● Given exercise
Set out the lines of all the rows below as a numbered list, skipping blank lines and leaving out the pictures.

═════ Given information

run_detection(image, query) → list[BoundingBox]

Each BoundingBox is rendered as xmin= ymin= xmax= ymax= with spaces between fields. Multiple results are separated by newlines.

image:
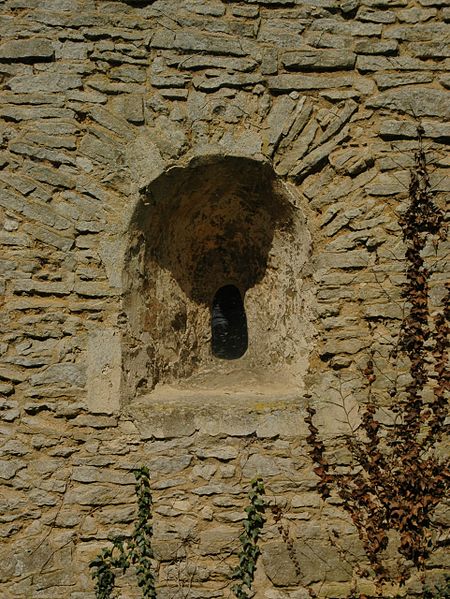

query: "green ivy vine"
xmin=89 ymin=466 xmax=157 ymax=599
xmin=232 ymin=478 xmax=266 ymax=599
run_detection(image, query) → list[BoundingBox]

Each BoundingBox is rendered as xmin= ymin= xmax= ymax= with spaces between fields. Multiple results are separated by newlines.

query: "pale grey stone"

══════════

● Response
1. run_detection(image, query) → list[BoundingBox]
2. Each BoundingBox is rendered as xmin= ymin= xmax= ymax= with spaces between fields. Multiple results are separated by newlines.
3. image:
4. query: "green ivy vine"
5. xmin=89 ymin=466 xmax=157 ymax=599
6. xmin=232 ymin=478 xmax=266 ymax=599
7. run_detection(image, query) → list[BoundingBox]
8. Each BoundingBox is rendered as xmin= ymin= xmax= ymax= with spaces between fields. Multiple results are separated by newlines.
9. query: "pale grey stone"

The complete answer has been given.